■ **WORK TO COMPLETE**
- 1) Copy the part of the Career of Evil review from "Book 3 in the" to "mother’s suspicious death.".
- 2) Answer these questions using the Career of Evil review:
(a) What does the murderer deliver to Robin?
(b) How many individuals do Strike and Robin spend much of the book tracking down?
(c) What is the name of Robin's fiance?
- 3) Keep writing the Career of Evil review past its last sentence.

■ **TEXT SHOWN**
»»

I’ve always been a real supporter of J.K. Rowling’s foray into the world of crime writing through the Robert Galbraith series of books. After all, publishing of The Casual Vacancy wasn’t a huge success under her own name purely because people couldn’t separate the author from her most famous character, Harry Potter.
Book 3 in the series, Career of Evil was one that got out of the starting gate very quickly. Within a few pages, we’ve had our first introduction to the murderer and his plans and have had him deliver an amputated leg to Robin, the partner and Secretary of our hero Cormoran Strike.
From there we are led into a story where someone is trying to destroy Cormoran Strike by targeting his reputation and plotting to abduct and hurt his partner Robin. Strike and Robin are unaware of his precise plans but simply know he is attacking young women, stealing body parts from his victims and is following Robin. There are several suspects from Strike’s past, some from cases he investigated from his Special Branch of the army career and one who is connected to his mother’s suspicious death.
It was at this point I felt the story could have used a little clarity. Strike and Robin spend much of the book tracking down these 3 individuals, recounting their back stories with Strike and following up on where they were when certain crimes took place. Unfortunately, their backstories were at times quite similar and sometimes I had to stop and remind myself of which one linked to which tale we’d had recounted. Just as we seemed to be gaining clarity on one we would be off on another’s trail and you had to be alert to keep track of each story and possible Villain we were tailing now.
In this book we spend a lot more time with Robin, learning more about her life before she met Strike, her desires to become a detective and her relationship with her fiance Matthew. Rowling takes time to really round out the character giving us a real modern day Watson to Strikes at sometimes bumbling Holmes.

««

(Photo-based referring expression data)
»»

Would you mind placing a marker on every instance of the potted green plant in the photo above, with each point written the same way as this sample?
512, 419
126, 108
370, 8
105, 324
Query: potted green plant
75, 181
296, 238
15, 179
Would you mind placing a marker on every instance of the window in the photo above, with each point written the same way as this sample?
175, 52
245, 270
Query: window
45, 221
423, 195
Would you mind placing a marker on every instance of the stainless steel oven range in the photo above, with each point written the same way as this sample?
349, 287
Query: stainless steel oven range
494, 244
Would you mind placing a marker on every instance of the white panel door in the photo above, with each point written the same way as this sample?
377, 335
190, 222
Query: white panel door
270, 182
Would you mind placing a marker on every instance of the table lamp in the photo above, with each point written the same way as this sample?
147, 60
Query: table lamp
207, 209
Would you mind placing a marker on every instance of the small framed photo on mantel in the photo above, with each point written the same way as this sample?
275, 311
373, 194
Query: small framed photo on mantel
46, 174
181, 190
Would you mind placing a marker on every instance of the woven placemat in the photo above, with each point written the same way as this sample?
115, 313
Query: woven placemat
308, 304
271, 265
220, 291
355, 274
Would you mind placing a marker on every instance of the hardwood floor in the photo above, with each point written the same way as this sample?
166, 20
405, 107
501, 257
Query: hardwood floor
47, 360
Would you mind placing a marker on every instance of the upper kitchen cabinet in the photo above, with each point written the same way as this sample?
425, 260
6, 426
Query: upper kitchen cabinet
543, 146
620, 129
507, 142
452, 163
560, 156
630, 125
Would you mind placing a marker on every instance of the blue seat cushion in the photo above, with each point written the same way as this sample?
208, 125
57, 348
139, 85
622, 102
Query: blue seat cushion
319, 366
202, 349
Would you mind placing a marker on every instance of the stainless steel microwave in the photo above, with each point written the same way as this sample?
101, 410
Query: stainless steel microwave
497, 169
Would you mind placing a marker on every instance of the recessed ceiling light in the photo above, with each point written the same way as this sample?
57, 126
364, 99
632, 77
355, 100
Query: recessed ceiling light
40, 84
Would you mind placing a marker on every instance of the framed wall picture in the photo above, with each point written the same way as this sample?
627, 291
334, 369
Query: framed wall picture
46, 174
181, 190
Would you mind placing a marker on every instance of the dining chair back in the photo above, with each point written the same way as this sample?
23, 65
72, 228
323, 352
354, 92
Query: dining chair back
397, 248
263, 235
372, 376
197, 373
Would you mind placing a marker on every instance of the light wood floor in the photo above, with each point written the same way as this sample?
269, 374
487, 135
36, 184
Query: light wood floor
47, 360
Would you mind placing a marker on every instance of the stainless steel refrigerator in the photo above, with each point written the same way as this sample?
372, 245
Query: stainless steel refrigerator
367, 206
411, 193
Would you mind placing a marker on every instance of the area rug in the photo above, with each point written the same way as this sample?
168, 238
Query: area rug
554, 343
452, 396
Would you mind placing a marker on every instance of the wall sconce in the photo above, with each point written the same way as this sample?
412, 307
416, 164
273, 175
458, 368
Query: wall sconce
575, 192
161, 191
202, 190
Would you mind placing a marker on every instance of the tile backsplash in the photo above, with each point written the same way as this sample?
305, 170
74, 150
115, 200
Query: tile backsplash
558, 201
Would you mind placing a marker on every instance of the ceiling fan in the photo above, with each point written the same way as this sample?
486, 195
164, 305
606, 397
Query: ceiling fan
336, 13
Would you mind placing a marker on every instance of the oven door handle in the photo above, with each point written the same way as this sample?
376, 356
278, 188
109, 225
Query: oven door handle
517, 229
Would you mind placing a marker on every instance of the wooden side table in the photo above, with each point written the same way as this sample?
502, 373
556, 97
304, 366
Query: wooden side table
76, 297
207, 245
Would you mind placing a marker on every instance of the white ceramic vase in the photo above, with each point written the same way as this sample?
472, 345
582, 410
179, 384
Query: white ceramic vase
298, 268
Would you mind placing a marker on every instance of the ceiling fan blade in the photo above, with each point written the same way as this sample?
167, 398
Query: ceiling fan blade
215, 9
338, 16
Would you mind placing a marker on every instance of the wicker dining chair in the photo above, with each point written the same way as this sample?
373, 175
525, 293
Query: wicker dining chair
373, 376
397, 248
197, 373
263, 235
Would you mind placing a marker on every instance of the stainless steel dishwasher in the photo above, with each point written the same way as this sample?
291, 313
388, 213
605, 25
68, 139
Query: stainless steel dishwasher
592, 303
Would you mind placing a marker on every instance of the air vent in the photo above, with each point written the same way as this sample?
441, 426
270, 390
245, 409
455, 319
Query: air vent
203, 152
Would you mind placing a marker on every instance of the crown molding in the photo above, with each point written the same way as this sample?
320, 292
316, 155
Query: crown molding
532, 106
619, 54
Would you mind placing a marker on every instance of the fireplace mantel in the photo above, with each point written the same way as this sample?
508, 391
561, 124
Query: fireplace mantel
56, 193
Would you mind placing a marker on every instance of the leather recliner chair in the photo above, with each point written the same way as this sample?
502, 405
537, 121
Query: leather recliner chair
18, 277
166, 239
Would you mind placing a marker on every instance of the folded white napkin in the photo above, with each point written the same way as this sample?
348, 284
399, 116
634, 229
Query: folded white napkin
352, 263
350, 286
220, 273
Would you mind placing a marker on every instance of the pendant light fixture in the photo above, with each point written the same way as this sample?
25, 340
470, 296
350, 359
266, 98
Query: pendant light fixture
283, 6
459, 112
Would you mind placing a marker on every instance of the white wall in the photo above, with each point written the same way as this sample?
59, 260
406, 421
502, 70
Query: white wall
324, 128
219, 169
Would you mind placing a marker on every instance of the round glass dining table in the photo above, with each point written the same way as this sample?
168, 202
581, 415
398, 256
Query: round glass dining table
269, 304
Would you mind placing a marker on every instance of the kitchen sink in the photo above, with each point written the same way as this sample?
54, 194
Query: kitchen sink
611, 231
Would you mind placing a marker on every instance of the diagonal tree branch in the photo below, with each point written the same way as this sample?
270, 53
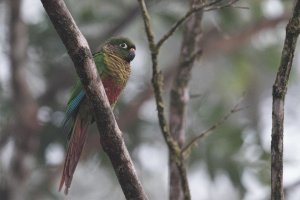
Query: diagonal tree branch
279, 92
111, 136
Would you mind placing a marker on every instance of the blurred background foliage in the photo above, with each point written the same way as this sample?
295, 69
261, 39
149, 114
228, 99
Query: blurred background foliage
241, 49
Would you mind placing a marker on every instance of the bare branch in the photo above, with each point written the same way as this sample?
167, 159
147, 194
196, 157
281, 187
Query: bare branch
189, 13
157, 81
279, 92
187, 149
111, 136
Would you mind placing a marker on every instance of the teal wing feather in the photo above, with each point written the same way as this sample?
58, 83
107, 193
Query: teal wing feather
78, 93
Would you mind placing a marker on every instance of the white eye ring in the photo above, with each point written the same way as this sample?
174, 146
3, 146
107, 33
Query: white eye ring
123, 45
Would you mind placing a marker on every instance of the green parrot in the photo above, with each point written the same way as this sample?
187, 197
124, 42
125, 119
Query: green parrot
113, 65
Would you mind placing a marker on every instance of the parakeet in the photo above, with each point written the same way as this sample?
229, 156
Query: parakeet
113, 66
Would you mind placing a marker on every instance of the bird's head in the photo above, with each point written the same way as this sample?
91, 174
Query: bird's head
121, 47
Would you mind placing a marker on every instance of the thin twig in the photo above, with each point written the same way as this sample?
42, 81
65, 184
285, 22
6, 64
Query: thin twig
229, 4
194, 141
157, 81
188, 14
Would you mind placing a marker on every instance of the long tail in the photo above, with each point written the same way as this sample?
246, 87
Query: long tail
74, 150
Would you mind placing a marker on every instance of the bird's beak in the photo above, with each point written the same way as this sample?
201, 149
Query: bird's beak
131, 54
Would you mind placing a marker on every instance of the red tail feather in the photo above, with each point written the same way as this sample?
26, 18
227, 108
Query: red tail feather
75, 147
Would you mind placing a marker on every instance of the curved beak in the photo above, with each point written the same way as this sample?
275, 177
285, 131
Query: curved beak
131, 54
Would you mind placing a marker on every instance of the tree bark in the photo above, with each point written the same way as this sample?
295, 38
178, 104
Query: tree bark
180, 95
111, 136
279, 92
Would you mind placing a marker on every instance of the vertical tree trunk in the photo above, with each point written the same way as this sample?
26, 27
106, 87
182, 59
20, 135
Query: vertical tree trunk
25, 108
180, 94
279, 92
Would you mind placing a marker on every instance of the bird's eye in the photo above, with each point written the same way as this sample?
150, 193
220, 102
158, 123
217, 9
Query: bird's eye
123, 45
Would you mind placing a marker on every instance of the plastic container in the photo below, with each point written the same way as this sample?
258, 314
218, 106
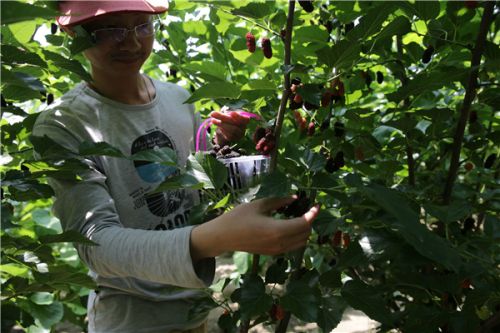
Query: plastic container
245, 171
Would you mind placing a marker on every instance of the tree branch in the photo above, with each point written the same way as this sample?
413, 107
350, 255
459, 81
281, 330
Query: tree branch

««

■ **REPLIES**
- 1)
Book 3 in the series, Career of Evil was one that got out of the starting gate very quickly. Within a few pages, we’ve had our first introduction to the murderer and his plans and have had him deliver an amputated leg to Robin, the partner and Secretary of our hero Cormoran Strike.
From there we are led into a story where someone is trying to destroy Cormoran Strike by targeting his reputation and plotting to abduct and hurt his partner Robin. Strike and Robin are unaware of his precise plans but simply know he is attacking young women, stealing body parts from his victims and is following Robin. There are several suspects from Strike’s past, some from cases he investigated from his Special Branch of the army career and one who is connected to his mother’s suspicious death.

- 2)
(a) An amputated leg
(b) 3
(c) Matthew

- 3)
It is a book that goes through some high points, I found the interviews conducted to establish back stories and information about their suspects to be the high points of the book. The dialogue in these chapters is inspired, it was at these points I truly wanted to keep reading and perhaps contributes to my disappointment when we’d leave that behind and go chasing down another lead, leaving the suspense and real character based detective work behind. There are also some great characters in this story who added much to the story and who I’d love to see in future books, Shanker is a stand out for me. This shady thug from Strike’s early life comes bursting to life in this book and leaves you rooting for him, he is clearly a thug with a heart of gold and was a high point for me.
Low points were that the book kept building towards a storyline that didn’t actually materialise. Instead, we got a few pages of it potentially happening then nothing. All that tension as a reader was left a little unfulfilled. Also, our dynamic duo ended this case pretty fractured and with their own agendas. They didn’t catch their guy together but instead kind of caught him separately and didn’t share that success, which was a shame.
I enjoyed this book a lot more than book 2, The Silkworm. This was based on the chapters that were dedicated to Strike and Robin really outlining and defining who their potential suspects were and the lives they had already affected. For me, this was a real return to the brilliance of The Cuckoos Calling.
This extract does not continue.